[Dataset entries]
:::::
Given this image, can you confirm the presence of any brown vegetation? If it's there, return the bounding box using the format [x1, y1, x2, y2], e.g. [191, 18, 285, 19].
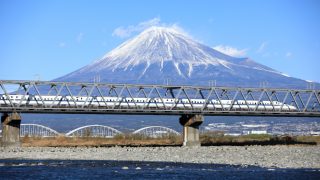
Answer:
[21, 132, 320, 147]
[22, 135, 182, 147]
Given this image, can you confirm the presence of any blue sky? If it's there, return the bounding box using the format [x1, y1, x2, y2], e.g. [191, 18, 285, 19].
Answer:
[0, 0, 320, 82]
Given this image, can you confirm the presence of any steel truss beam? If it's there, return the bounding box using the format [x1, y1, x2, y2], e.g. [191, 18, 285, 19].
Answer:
[0, 80, 320, 117]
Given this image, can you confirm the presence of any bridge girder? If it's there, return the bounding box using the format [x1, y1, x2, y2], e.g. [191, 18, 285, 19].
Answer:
[0, 80, 320, 117]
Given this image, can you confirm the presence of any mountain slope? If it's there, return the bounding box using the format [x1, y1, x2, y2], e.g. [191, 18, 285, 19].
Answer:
[56, 27, 307, 88]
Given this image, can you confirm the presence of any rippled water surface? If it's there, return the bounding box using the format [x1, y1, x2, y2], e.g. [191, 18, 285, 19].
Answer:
[0, 160, 320, 179]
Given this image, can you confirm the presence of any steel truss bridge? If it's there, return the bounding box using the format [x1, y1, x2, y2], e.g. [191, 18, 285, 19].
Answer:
[0, 80, 320, 117]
:::::
> **GIVEN PROBLEM**:
Repeat every one of the records above word for word, from the first to the last, and leave the pictures out.

> **COMPLETE OUTPUT**:
Given this image, can you confirm the presence of any brown vegetation? If it's there, return the bounding box using the format [x1, y1, x2, y2], e.g. [191, 18, 285, 19].
Answer:
[21, 132, 320, 147]
[22, 135, 182, 147]
Given this image, can you confirm the presence of any blue sky? If it's there, return the bounding box using the format [x1, y1, x2, y2], e.g. [191, 18, 285, 19].
Answer:
[0, 0, 320, 82]
Given this image, can you confirm the presence of any steel truss beam? If it's there, return the bounding box using the format [x1, y1, x2, y2], e.g. [191, 18, 285, 19].
Answer:
[0, 80, 320, 117]
Given this image, can you confirm the presence of any bridge girder? If it's there, return the bounding box using the format [x1, y1, x2, y2], e.g. [191, 18, 285, 19].
Answer:
[0, 80, 320, 117]
Given this image, can you confirm the presence of any mountain slope? If it's there, return the bounding box using the format [x1, y1, x2, y2], e.g. [191, 18, 285, 19].
Answer:
[56, 27, 307, 88]
Given this image, can you confirm the presence of any rippled water surface? If it's there, return the bounding box using the format [x1, y1, x2, y2], e.g. [191, 18, 285, 19].
Answer:
[0, 160, 320, 179]
Given this image, can you confirm the presence of any steel truss bridge? If it's there, return the bounding box using the format [x1, y1, x2, y2], e.g. [191, 18, 285, 19].
Answer:
[0, 80, 320, 117]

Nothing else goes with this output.